▸ **EXERCISES**:
1) Answer these from the adoption letter, one line each:
(a) What is the window of healing for adopted children called in the adoption community?
(b) For how long has the boy been hearing a new language?
(c) Who does the writer want the son to know as Daddy?
2) Write the next part of the adoption letter, picking up after its last sentence.

▸ **SOURCE EXCERPT**:
◇ ◇ ◇

Dear Friends and Family-
Our "Gotcha" day is almost here. As I write this I'm waiting for a call from Aaron hoping he got to meet our boy today. We wanted to take a minute to share with you "our plan" for transitioning into a family of four.
In a perfect world, babies would be raised by their birth moms and never have to experience the trauma of separation from them. They would be given the gift of knowing their mom's hearbeat, voice, and birth language. With adoption, this is interrupted, or lost for a variety of reasons.....and trust is broken.
Thankfully, there is a window of time where healing can take place for adopted children. In the adoption community this is referred to as "cocooning."
Cocooning will look different for every family. During our time of cocooning, we will be going above and beyond to help Kamble attach to our family and to heal....
Soon he will be saying goodbye to the familiar surroundings he has grown accustomed to. We are very confident that he has grown attached to the caregivers at her orphanage. But, when we start parenting Kamble, trauma will again happen in his life as he leaves another caretaker's arms. There will be grieving even from leaving the orphanage he has grown familiar with.
We want to be very sensitive to our little guy. We want to remember the realities of his transitions in life thus far:
-The first part of his life he heard one language and connected to one caregiver, his mother.
-And now, he has has spent 6 months hearing a new language, and bonded again with another (or multiple) caregivers.
In the coming weeks, he will meet his new parents (us!) and be introduced to yet another language, environment, and family. It is very important that our son gets to know me as Mommy and Aaron as Daddy. He needs to see us as his caregivers and establish a strong, healthy bond with us-which will enable him to establish healthy bonds in the future with other members of our family, and our friends. It will also help him to establish healthy boundaries, and solid relationships in his future.

◇ ◇ ◇

▸ **DATA EXCERPTS**:
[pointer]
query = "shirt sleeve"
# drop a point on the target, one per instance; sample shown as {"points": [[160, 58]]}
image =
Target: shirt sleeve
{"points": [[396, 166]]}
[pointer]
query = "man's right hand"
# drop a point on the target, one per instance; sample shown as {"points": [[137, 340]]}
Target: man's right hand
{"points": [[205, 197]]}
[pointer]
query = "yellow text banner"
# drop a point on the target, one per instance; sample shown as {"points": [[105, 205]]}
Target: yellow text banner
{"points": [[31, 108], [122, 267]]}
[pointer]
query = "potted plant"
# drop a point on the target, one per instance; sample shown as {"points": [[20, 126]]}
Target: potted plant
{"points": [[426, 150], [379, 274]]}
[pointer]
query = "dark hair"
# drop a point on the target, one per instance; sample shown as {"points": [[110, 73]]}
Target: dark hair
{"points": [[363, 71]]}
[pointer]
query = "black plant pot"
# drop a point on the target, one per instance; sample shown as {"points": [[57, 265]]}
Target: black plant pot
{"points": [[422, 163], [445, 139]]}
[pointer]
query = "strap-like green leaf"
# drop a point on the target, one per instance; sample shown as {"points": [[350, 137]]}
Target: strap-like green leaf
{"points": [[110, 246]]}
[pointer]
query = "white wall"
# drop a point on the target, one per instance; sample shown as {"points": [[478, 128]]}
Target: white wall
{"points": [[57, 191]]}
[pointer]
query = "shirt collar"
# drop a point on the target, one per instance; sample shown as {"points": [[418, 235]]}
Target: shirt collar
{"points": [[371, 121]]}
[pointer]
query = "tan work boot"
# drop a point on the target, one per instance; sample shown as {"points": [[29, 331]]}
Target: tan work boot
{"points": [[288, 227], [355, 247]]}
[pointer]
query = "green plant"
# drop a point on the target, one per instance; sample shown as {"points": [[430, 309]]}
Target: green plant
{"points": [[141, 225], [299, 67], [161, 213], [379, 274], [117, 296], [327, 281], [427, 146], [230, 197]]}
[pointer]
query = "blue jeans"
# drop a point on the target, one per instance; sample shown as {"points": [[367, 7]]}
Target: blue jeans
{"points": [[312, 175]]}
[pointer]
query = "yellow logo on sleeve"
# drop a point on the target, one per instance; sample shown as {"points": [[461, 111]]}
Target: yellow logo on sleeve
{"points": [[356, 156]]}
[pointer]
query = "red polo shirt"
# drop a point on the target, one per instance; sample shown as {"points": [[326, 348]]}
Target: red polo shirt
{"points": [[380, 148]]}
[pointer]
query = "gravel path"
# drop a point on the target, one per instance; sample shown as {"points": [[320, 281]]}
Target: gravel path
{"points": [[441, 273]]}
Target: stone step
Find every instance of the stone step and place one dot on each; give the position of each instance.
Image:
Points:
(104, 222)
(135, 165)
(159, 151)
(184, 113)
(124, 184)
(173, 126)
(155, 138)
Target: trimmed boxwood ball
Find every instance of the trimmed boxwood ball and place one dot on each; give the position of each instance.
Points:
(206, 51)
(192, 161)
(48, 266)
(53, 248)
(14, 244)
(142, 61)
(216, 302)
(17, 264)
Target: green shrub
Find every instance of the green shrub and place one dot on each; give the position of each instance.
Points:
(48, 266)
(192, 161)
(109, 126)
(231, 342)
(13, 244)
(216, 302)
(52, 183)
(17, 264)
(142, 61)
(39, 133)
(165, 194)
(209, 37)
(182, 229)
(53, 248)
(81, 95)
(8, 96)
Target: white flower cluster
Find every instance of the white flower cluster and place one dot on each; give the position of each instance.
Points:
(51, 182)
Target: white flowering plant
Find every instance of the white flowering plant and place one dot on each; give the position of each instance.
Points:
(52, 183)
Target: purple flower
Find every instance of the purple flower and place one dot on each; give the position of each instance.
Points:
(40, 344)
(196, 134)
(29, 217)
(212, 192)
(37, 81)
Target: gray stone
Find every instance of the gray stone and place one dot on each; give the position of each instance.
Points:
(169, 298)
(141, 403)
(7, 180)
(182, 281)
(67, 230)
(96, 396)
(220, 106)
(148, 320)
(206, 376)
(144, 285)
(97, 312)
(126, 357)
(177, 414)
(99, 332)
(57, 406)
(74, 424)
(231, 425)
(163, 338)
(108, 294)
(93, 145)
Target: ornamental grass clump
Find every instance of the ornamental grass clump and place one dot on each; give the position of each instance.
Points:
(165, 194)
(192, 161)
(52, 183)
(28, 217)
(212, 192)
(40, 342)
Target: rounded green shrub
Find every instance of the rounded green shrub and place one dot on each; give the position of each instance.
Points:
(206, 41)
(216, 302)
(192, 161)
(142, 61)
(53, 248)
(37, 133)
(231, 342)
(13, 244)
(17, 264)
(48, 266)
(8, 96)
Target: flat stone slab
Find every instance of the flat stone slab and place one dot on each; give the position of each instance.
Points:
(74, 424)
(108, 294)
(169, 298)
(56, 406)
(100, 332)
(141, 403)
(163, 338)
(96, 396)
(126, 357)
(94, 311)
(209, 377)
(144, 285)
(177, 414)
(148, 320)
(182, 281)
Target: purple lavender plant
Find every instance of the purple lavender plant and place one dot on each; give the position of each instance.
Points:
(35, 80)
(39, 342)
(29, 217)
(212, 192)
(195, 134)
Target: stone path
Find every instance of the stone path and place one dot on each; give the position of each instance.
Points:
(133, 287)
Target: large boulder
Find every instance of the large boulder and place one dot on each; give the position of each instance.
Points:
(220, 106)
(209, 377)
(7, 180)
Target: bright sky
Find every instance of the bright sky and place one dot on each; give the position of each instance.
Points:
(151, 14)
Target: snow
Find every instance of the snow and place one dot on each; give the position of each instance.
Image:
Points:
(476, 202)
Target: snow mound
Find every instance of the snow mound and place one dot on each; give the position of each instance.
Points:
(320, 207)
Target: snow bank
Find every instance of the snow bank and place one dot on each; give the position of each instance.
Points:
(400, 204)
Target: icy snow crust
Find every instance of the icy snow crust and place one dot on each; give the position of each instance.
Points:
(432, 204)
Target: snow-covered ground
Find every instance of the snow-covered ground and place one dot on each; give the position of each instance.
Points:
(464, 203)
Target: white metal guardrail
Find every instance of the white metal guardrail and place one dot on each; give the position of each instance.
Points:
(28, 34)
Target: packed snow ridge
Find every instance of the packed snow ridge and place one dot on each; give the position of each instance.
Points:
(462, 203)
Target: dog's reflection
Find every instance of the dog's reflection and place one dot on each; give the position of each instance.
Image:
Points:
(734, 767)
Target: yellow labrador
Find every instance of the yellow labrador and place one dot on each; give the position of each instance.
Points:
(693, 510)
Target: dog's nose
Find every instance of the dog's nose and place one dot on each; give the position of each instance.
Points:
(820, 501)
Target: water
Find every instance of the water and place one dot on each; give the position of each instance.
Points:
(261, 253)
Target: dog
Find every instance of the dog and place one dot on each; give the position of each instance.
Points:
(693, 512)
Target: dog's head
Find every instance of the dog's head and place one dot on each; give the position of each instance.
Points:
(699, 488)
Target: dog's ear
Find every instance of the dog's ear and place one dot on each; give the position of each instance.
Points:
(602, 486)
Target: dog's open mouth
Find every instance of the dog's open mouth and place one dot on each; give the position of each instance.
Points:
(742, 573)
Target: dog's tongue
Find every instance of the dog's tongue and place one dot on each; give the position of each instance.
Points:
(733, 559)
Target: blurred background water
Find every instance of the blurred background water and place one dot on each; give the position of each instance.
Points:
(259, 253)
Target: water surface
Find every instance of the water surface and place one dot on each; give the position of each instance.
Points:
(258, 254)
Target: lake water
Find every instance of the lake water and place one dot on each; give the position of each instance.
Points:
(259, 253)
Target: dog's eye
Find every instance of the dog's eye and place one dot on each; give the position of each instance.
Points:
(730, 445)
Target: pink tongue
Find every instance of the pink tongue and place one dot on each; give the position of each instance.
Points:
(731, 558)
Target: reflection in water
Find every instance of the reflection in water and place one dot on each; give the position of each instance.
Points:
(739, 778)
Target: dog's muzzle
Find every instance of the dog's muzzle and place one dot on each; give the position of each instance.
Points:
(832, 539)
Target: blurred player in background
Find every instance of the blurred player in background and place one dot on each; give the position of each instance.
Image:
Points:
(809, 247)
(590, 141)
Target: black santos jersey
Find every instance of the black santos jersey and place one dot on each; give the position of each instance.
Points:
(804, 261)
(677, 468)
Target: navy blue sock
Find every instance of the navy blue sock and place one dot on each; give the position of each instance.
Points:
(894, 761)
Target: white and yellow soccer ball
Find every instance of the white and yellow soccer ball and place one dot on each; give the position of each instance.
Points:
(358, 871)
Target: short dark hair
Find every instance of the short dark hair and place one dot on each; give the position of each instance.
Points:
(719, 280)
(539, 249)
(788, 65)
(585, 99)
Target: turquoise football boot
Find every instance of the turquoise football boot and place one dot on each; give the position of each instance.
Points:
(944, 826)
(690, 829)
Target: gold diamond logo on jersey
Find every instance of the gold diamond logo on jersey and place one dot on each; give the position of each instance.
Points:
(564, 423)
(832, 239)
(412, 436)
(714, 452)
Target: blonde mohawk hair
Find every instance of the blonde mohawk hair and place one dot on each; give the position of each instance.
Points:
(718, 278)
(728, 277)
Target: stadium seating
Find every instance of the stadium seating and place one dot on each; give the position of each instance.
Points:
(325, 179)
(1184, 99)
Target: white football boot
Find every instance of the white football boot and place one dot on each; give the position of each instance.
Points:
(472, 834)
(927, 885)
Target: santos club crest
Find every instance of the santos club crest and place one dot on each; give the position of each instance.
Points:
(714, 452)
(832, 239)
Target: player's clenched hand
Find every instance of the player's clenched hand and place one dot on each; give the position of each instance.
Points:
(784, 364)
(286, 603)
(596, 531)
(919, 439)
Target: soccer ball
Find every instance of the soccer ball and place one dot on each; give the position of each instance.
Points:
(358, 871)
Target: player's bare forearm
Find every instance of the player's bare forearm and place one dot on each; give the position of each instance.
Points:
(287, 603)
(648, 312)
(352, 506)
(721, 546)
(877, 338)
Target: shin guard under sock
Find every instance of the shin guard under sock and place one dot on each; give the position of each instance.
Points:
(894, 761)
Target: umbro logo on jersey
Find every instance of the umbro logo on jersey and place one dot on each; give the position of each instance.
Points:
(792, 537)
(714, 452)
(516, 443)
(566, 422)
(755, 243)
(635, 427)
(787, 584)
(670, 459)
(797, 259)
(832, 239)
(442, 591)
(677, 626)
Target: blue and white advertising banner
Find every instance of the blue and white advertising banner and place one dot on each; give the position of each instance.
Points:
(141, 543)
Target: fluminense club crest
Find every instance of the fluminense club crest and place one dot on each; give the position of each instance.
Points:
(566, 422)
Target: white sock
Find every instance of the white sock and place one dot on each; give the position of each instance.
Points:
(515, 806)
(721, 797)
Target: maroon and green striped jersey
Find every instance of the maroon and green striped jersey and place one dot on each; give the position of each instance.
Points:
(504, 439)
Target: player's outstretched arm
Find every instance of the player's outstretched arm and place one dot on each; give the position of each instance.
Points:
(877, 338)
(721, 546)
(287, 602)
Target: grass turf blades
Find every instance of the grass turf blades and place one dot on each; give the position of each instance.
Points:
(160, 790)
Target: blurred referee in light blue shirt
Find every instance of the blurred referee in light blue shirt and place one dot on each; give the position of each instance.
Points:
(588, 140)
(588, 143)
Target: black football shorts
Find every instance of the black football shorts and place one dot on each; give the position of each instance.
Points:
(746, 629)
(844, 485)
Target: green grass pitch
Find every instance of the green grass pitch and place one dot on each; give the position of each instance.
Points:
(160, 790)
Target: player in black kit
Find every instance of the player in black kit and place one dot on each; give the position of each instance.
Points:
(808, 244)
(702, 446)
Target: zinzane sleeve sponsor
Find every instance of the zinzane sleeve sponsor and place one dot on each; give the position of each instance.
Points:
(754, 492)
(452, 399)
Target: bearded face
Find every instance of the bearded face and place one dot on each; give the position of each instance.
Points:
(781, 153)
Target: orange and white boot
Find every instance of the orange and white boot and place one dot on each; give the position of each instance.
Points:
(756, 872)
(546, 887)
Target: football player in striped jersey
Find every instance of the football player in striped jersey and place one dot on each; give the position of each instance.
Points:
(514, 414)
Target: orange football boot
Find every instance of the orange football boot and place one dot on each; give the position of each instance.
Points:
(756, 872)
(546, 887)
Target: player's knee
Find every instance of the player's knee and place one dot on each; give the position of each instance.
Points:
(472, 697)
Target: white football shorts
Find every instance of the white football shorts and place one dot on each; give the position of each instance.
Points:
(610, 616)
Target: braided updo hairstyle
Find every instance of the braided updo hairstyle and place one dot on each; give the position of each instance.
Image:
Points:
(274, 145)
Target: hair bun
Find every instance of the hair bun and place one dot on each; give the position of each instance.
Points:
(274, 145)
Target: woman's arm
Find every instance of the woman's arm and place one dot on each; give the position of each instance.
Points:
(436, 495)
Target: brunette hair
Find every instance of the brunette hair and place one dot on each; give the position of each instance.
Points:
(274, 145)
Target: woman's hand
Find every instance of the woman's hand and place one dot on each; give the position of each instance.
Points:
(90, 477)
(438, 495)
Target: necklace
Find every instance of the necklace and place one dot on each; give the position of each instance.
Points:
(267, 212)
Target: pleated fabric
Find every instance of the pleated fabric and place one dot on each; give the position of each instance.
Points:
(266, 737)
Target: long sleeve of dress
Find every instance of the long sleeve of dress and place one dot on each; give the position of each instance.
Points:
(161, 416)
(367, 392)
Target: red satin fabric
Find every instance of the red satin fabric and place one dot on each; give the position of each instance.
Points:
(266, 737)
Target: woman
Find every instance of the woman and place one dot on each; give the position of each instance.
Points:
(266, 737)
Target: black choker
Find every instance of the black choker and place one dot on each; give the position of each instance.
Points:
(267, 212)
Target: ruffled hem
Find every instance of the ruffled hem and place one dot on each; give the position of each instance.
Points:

◇ ◇ ◇

▸ **OUTPUTS FOR THE TASKS**:
1)
(a) Cocooning
(b) 6 months
(c) Aaron

2)
We know you have walked alongside of us through our adoption for nearly 1.5 years. When we announced our joyous news, you were there with us. When our path began taking many twists, and turns, delays, and more delays, you offered your encouragement, support, prayers, and finances. We are forever grateful for each of you. We know that you, just like us, want Kamble home to his family, and you want your chance to meet him, hold him, play with him, and love him. We know that just like us, however, you want his transition to his forever family to be as positive as it can be. Kamble needs to learn to trust us. And we need your help in doing that.
Through careful consideration we have considered a cocooning plan for our son. We want to take into consideration that adoption professionals recommend cocooning for a duration of 3 months. Our plan may change as we see possible new needs arise, or if we feel he is bonding/attaching to us better than expected.
It is important to keep Kamble's world as small as possible. For the first month we will be establishing structure, and we will be staying home a lot during this time. We hope to not ever leave his eyesight. You are welcome to text, email, and send cards. I will likely be limiting my phone conversations though, so I can devote more time with the kids.
We want him to know that he will never again have to change his environment, or loved ones. When we feel he is ready, we will gradually go out and about for short times so he doesn't feel overwhelmed. For a time, we will ask you not to hold, kiss, or hug him as he learns that we are his primary caregivers. We would love for you to talk with him, wave, blow kisses, and high five. Our desire is for Kamble to learn that we, his parents, will meet his physical and emotional needs.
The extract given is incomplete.